Data extract START

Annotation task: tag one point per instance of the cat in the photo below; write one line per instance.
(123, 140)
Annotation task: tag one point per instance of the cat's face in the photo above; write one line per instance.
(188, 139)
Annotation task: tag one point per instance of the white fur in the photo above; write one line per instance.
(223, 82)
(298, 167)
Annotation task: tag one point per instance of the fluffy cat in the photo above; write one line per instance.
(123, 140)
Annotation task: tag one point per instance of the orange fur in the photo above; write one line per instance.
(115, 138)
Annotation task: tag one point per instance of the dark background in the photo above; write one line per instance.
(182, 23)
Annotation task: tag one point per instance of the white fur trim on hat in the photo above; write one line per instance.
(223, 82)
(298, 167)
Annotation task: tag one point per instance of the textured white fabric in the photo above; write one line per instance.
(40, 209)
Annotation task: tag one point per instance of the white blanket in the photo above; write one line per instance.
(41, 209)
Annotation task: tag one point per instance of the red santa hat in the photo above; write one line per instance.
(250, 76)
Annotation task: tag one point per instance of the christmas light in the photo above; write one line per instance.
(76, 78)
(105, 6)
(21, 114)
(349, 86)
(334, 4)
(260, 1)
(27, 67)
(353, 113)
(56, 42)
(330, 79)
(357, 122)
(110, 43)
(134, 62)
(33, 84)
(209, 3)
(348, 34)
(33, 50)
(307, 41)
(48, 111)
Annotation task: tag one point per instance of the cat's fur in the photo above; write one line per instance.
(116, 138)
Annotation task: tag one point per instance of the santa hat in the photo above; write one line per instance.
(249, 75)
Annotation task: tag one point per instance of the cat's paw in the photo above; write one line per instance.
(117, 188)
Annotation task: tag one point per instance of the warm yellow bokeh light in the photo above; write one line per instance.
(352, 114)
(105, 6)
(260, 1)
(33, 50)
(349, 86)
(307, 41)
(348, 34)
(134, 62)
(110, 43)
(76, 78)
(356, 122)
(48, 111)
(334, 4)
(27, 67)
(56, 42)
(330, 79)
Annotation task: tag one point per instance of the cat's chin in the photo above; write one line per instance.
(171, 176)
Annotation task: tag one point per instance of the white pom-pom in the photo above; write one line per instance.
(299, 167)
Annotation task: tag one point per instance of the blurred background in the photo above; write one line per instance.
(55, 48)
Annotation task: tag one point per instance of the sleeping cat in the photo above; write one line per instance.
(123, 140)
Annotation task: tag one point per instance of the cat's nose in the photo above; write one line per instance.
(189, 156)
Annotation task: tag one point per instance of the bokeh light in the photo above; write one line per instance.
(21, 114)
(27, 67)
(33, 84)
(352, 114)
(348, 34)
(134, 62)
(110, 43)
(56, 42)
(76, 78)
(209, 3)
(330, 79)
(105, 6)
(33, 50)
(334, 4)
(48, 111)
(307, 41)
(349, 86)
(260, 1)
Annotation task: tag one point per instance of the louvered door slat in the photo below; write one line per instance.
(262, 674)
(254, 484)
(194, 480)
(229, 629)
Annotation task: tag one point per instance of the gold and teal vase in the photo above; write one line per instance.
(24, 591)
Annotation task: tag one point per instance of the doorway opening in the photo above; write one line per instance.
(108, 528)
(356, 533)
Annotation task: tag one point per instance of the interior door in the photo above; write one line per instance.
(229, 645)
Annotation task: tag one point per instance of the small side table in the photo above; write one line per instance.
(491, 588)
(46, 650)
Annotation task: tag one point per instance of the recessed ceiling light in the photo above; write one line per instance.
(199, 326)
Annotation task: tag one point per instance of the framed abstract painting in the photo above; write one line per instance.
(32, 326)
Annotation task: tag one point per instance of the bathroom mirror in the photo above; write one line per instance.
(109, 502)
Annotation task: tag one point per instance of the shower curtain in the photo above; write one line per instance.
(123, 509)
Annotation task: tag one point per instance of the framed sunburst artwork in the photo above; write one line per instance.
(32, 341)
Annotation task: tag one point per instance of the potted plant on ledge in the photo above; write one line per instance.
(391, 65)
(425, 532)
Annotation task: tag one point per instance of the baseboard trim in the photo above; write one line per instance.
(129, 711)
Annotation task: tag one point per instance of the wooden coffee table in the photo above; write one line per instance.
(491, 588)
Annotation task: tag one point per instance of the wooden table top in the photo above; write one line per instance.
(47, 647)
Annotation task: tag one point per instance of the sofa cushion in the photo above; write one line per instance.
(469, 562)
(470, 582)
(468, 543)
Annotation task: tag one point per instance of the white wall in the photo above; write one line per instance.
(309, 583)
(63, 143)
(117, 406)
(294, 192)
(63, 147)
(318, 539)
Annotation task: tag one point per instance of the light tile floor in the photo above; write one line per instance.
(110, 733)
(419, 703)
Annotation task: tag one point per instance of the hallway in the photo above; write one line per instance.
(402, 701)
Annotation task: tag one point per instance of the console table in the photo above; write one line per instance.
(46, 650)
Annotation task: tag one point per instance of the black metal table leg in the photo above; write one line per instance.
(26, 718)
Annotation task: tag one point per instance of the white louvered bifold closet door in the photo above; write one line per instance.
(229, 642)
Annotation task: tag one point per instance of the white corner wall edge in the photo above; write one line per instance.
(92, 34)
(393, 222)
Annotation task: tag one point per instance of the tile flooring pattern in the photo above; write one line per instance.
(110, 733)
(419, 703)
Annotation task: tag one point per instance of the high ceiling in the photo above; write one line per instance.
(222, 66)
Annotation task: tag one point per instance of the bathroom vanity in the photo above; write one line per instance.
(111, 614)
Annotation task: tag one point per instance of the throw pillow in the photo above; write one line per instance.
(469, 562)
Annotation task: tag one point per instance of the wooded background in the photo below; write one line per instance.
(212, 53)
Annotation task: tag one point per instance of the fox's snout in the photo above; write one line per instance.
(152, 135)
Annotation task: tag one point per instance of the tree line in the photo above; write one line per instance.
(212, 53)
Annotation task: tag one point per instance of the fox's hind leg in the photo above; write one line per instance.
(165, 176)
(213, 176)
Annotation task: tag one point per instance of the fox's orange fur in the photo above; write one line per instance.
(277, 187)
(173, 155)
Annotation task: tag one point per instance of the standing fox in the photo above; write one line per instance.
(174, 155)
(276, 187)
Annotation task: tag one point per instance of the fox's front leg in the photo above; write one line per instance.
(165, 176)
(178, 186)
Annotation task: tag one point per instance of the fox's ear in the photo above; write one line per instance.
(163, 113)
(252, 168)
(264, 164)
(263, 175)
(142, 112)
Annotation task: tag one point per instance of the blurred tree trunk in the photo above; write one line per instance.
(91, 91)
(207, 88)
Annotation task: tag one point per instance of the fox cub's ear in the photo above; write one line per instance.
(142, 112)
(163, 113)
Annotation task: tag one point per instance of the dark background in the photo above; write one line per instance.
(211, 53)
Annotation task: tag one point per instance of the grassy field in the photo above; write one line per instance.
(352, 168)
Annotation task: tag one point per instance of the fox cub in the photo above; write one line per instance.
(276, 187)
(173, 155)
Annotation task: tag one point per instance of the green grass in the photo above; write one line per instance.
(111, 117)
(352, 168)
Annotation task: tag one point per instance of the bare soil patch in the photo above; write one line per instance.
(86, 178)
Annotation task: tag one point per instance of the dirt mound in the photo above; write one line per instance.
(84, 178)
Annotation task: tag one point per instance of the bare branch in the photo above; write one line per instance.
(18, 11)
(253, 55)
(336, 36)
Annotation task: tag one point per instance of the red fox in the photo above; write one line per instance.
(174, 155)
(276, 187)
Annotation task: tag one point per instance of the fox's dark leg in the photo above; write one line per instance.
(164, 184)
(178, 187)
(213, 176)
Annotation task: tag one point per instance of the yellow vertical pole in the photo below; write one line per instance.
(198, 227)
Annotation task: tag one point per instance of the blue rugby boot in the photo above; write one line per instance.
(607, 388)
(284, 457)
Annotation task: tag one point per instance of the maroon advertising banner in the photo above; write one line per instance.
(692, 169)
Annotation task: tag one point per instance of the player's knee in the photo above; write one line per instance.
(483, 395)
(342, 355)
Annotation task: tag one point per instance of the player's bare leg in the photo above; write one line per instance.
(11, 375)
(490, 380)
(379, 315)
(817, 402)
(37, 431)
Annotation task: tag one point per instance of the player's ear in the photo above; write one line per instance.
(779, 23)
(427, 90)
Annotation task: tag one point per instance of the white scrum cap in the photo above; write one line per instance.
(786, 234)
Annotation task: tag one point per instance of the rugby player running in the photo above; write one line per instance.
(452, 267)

Data extract END

◆ Task item: Please write out, exactly as they appear, the lines from the one containing "Annotation task: tag one point per instance of the bare branch" through the last line of the records above, and nothing more.

◆ Answer space:
Annotation task: tag one point per instance of the bare branch in the photo above; write one line per instance.
(18, 11)
(253, 55)
(336, 36)
Annotation task: tag one point per instance of the red fox in the photo above; write one line per instance.
(174, 155)
(276, 187)
Annotation task: tag one point per instance of the fox's dark leg in the photo above; write one line per instance.
(164, 184)
(178, 187)
(213, 176)
Annotation task: tag one point per instance of the yellow vertical pole in the photo below; write one line per instance.
(198, 227)
Annotation task: tag one point per instance of the blue rugby boot in the photo above; write one line per instance.
(607, 388)
(284, 457)
Annotation task: tag one point per instance of the maroon advertising banner in the photo above; write one line per instance.
(692, 169)
Annotation task: tag one point per instance of the player's knee in the photo above; write one line per instance.
(483, 395)
(342, 355)
Annotation task: tag one point per instance of the player's bare leg in the photo above; write one line per instance.
(11, 375)
(490, 380)
(379, 315)
(817, 402)
(37, 431)
Annotation task: tag one point per instance of the player's ear in the photo above; write one line per instance.
(779, 23)
(427, 90)
Annotation task: tag one point per instance of the white scrum cap in the photo above; write one line per instance.
(786, 234)
Annotation task: tag one point per instance of the rugby player running in the photo above; write one line per instance.
(452, 267)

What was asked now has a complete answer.